■ TASK TO CARRY OUT ■
Extend the blog post about helping an elderly couple at the Hope Lodge, picking up right after its last sentence.
======== PASSAGE PROVIDED
Saturday, January 31, 2009

One Day at a Time

On Thursday afternoon, a couple in their mid 80s were walking through the Hope Lodge to their car to go to her radiation treatments. It was their first day. She is in frail health and does not have the strength to do much. She walks with a walker. The husband must not have thought about the distance from their room to the car. It is a long way.

I didn't know any of this yet...

I was texting a friend, walking down the hall to the lobby. I heard the director say to the husband, "GET A CHAIR!" while holding this now limp woman up...all her strength was gone. He was holding her under her armpits while the husband was looking and not finding a chair. I ran to a rocking chair and slid it right behind her. The director and I helped sit her down. I had not met her yet or even seen her face. When she sat down and I looked at her, I was really surprised. She had very thin, transparent skin. Her eyes were glassy and were staring off into space as though she was not seeing anything. Her legs were so weak from walking that they were shaking. My inner thought was that she looked near death. I talked to her for a second and told her to relax and rest. She did not respond to me.

The husband kept telling us that she was fine. Over and over.

He had parked the car just outside of the doors and about 15 feet out. Long story short, the three of us worked with doors, the walker, the car door, the curb, the dead weight and her legs just dangling while we tried to get her propelled forward, sideways, bent in half to get into the car, and then swiveled to face forward. I had to go in through the drivers side and pull her backside onto the seat without allowing her to just fall. As soon as she was seated, I softly told her that she was done working so hard and she could rest. Once again, no response.
================
======== RECORD EXCERPTS
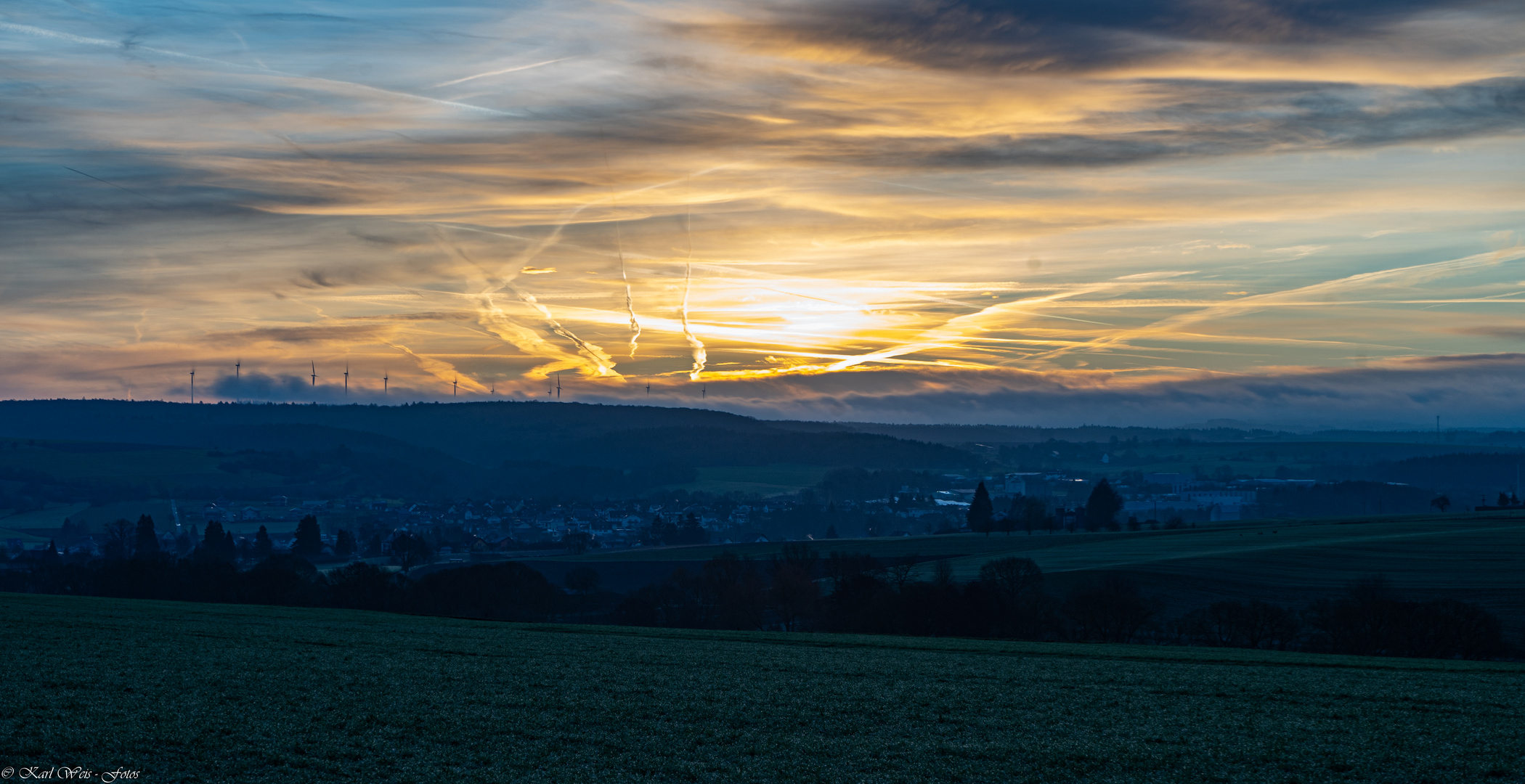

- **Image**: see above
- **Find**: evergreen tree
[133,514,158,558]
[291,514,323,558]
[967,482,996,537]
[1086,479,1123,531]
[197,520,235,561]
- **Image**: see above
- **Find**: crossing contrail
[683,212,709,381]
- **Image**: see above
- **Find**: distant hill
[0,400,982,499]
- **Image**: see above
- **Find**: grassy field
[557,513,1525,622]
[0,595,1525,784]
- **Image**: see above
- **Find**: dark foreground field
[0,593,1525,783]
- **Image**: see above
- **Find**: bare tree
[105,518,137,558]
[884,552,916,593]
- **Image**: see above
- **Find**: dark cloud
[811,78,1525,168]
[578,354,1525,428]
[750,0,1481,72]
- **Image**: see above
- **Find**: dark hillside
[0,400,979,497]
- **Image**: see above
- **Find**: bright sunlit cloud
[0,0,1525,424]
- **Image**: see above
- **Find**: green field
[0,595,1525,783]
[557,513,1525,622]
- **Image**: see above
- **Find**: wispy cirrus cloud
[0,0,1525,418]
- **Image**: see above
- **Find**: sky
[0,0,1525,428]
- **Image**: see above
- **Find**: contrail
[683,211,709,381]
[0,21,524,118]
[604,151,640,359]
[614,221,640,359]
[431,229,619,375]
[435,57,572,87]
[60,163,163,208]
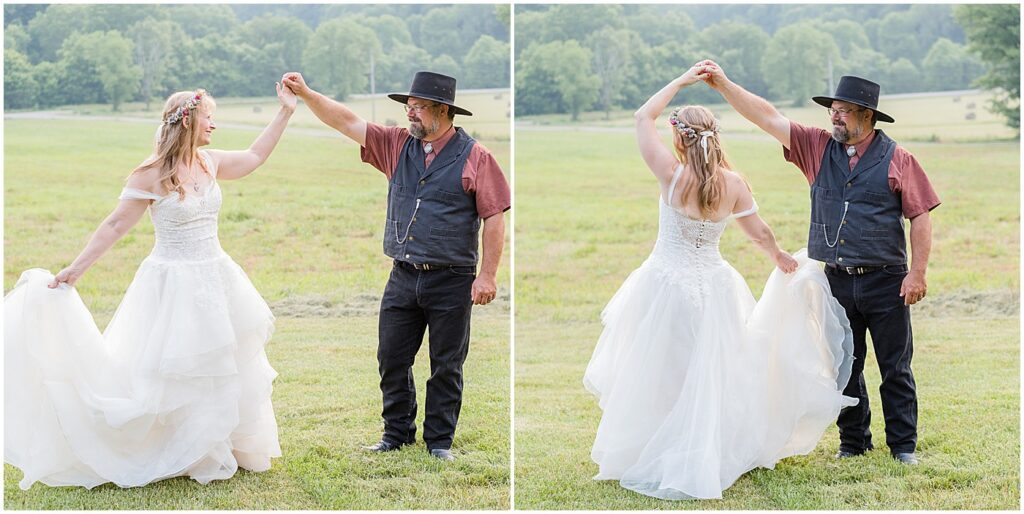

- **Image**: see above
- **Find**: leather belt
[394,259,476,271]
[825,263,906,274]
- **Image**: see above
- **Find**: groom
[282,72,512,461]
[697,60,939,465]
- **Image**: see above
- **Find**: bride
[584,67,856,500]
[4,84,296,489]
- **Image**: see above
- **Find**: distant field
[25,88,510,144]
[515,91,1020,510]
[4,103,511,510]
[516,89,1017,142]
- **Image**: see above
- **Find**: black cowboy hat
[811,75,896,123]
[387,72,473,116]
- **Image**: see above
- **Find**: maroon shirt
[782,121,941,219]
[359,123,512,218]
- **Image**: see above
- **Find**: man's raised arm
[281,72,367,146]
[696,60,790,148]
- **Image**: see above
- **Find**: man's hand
================
■ OUTPUT FOR THIS TASK ■
I went in and found where I dropped my phone. I was finishing my text when the director came back in. He was wet from sweat from this event. He thanked me quietly and gave me a little hug. I could tell he was shook up. He had told the husband to borrow a wheelchair from the hospital before returning. Then he said he was going to follow them over to make sure they got to her treatment.

I was trying to imagine how in the world they were going to get her out of the car, into a wheelchair, then on to the table for radiation, back into the wheelchair, back into the car and then out of the car and into their room and onto the bed, all without much help from the patient. And then repeat daily for the next 7 weeks, plus many daily trips to the bathroom and dining room. Just one trip from room to car was exhausting.

As a person, I was glad to help. I was in the right place at the right time and could be of assistance. But as a mom of a cancer patient, it scared me. I don't like looking ahead too much. I don't want to think of Justin or me or other family members going through this. I told one of the other caregivers, "this is a place no one wants to visit before they move here."

My mom reminded me that is why we try to live "one day at a time". It is not good to worry over something you have no control over. So true.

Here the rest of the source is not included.